◆ **Exercise**
Could you return every line of the records below unchanged, leaving out the pictures?

## Start Task material

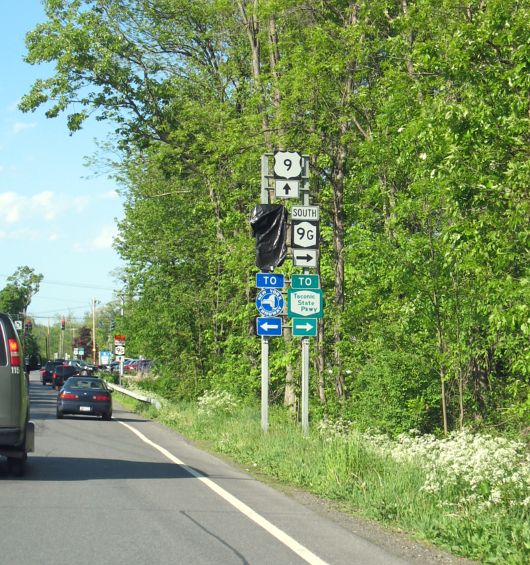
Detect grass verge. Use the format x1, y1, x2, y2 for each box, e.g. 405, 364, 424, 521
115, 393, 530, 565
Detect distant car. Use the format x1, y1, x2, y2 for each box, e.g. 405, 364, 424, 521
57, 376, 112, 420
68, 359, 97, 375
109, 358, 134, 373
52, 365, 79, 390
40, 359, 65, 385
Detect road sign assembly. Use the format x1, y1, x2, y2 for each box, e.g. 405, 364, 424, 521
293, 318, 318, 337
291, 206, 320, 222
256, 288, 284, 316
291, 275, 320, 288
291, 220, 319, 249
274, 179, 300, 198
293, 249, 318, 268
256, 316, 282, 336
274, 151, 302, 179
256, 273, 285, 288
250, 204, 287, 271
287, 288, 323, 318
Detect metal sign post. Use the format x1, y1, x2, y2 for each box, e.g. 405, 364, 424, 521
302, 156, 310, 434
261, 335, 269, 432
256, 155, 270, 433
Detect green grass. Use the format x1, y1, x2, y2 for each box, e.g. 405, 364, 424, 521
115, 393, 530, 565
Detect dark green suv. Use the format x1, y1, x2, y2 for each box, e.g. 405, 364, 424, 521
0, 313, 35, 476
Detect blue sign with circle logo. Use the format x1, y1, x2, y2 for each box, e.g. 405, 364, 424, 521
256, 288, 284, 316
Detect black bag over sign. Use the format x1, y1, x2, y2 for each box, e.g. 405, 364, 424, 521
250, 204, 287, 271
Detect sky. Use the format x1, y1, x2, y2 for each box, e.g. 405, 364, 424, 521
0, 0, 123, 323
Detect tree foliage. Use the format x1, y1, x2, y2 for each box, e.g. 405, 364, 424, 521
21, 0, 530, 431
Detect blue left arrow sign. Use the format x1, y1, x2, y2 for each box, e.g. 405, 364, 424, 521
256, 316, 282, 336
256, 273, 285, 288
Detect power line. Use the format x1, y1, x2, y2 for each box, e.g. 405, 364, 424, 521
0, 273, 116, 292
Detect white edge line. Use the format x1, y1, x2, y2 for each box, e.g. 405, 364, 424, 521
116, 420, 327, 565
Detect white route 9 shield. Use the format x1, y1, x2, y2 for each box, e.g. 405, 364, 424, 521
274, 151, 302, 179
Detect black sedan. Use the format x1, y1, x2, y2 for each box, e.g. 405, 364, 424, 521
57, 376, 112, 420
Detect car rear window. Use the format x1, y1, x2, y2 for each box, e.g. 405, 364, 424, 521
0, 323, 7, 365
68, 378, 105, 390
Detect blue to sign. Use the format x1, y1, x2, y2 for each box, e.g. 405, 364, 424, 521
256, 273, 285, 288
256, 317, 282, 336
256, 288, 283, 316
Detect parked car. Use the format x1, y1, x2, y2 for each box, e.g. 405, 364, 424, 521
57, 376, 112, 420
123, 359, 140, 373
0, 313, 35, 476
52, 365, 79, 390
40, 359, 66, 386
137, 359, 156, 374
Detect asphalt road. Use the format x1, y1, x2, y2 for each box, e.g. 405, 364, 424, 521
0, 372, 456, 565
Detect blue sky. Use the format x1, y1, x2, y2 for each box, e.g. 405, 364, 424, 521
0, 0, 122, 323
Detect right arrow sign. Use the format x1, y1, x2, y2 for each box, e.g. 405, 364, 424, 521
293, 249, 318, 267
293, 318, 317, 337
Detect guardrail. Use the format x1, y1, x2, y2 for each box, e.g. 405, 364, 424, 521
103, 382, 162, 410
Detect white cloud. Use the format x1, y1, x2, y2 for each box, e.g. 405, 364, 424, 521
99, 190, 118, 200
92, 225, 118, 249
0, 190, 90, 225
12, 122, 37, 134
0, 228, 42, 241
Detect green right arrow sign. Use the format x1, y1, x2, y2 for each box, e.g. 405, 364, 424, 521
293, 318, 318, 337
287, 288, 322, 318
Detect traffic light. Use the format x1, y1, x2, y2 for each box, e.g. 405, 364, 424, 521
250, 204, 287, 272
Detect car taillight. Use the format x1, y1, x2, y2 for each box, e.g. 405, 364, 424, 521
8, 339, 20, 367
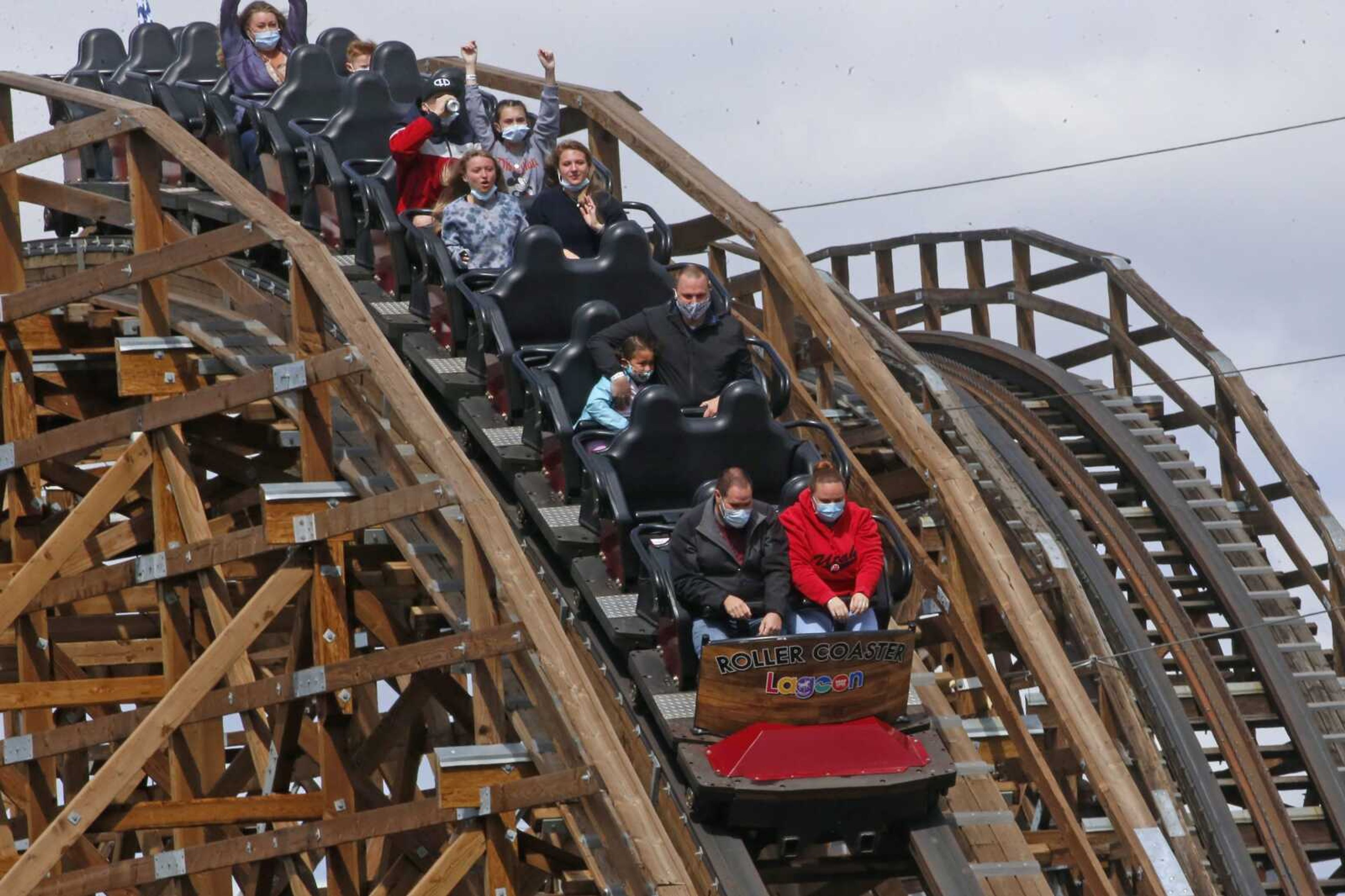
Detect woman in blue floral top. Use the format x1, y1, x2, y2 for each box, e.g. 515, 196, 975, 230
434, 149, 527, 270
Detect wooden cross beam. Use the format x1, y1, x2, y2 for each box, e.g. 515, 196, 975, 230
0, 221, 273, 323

## End Task material

◆ **Reply**
Detect grass verge. Use the format x1, y1, x2, y2 for each box, e.g. 405, 364, 424, 521
115, 393, 530, 565
Detect distant car. Use the format x1, y1, x2, y2 for each box, e.g. 405, 364, 424, 521
57, 376, 112, 420
68, 359, 97, 375
109, 358, 134, 373
52, 365, 79, 390
40, 359, 65, 385
Detect road sign assembly. Use the format x1, y1, x2, y2 for each box, e.g. 405, 364, 424, 521
293, 318, 318, 337
291, 206, 320, 222
256, 288, 284, 316
291, 275, 320, 288
291, 220, 319, 249
274, 179, 300, 198
293, 249, 318, 268
256, 316, 282, 336
274, 151, 302, 179
256, 273, 285, 288
250, 204, 287, 271
287, 288, 323, 318
Detect metal sign post. Use the format x1, y1, x2, y2 for each box, e.g. 405, 364, 424, 521
302, 156, 310, 434
261, 335, 269, 432
256, 155, 270, 433
Detect green grass. Use the format x1, y1, x2, y2 for each box, e.g. 405, 364, 424, 521
115, 393, 530, 565
Detect dark green suv. Use the format x1, y1, x2, y2 for each box, e.g. 405, 364, 424, 521
0, 313, 35, 476
Detect blue sign with circle logo. Use the format x1, y1, x2, y2 for each box, e.g. 405, 364, 424, 521
256, 288, 284, 316
Detect black bag over sign. Use the format x1, y1, x2, y2 for each box, e.g. 405, 364, 424, 521
250, 204, 287, 271
Detect sky. Use the format x1, y1, x2, y2 for each box, e.g. 405, 364, 424, 521
0, 0, 123, 323
Detect tree foliage. Use the format x1, y1, x2, y2 for each box, e.g. 405, 364, 424, 521
21, 0, 530, 431
Detect blue left arrow sign. Use the format x1, y1, x2, y2 for each box, e.g. 405, 364, 424, 521
256, 316, 282, 336
256, 273, 285, 288
Detect power line. Use the format x1, y1, x2, y2 for each box, e.g. 405, 364, 424, 521
0, 273, 116, 292
Detect white edge line. Use the format x1, y1, x2, y2 for each box, e.g. 405, 364, 424, 521
116, 420, 327, 565
Detect white route 9 shield. Use the format x1, y1, x2, y2 for each box, e.g. 405, 364, 424, 521
274, 151, 302, 179
Detect black sedan. Use the format x1, y1, x2, y2 for each box, e.g. 405, 364, 424, 521
57, 376, 112, 420
Detect car rear window. Use the format x1, y1, x2, y2 for each box, e.g. 405, 364, 424, 521
0, 323, 7, 365
68, 378, 105, 390
Detect blue to sign. Use the format x1, y1, x2, y2 for each box, e.g. 405, 364, 424, 521
256, 273, 285, 288
256, 317, 282, 336
256, 288, 283, 316
Detect parked car. Use the format x1, y1, x2, y2 for each box, e.g. 405, 364, 424, 521
57, 376, 112, 420
123, 359, 140, 373
0, 313, 35, 476
52, 365, 79, 390
40, 359, 66, 386
137, 359, 156, 374
Detect asphalt road. Use the format x1, y1, x2, y2 for each box, e.g. 405, 364, 424, 521
0, 372, 456, 565
Detect blue sky. Use the format x1, y1, x2, y2 for each box, e.g. 405, 364, 424, 521
0, 0, 122, 323
Detect right arrow sign. Use the format x1, y1, x2, y2 for each box, e.g. 405, 364, 424, 521
293, 249, 318, 267
293, 318, 317, 337
Detect guardrail. Use the format x1, y1, x2, y2 for each box, e.g. 405, 364, 424, 521
103, 382, 162, 410
Detect white cloud. Use the format x1, y1, x2, y2 for each box, e.g. 405, 364, 424, 521
99, 190, 118, 200
92, 225, 118, 249
0, 190, 90, 225
12, 122, 37, 134
0, 228, 42, 241
Detect green right arrow sign. Use the format x1, y1, x2, y2 for each box, e.g. 405, 364, 424, 521
293, 318, 318, 337
287, 288, 322, 318
Detect traffic light. Use the format x1, y1, x2, y2 for each box, e.g. 405, 364, 424, 521
250, 204, 287, 272
Detect car taillight. Use the format x1, y1, x2, y2 for each box, e.g. 405, 364, 424, 521
8, 339, 20, 367
Detect woman in blue floral top. Use the format x1, y1, x2, y2 for each box, e.g. 515, 196, 975, 230
434, 149, 527, 270
Detect wooden cross beam. Use the format x1, y1, x2, y2 for each box, e.g. 515, 196, 975, 230
0, 221, 273, 323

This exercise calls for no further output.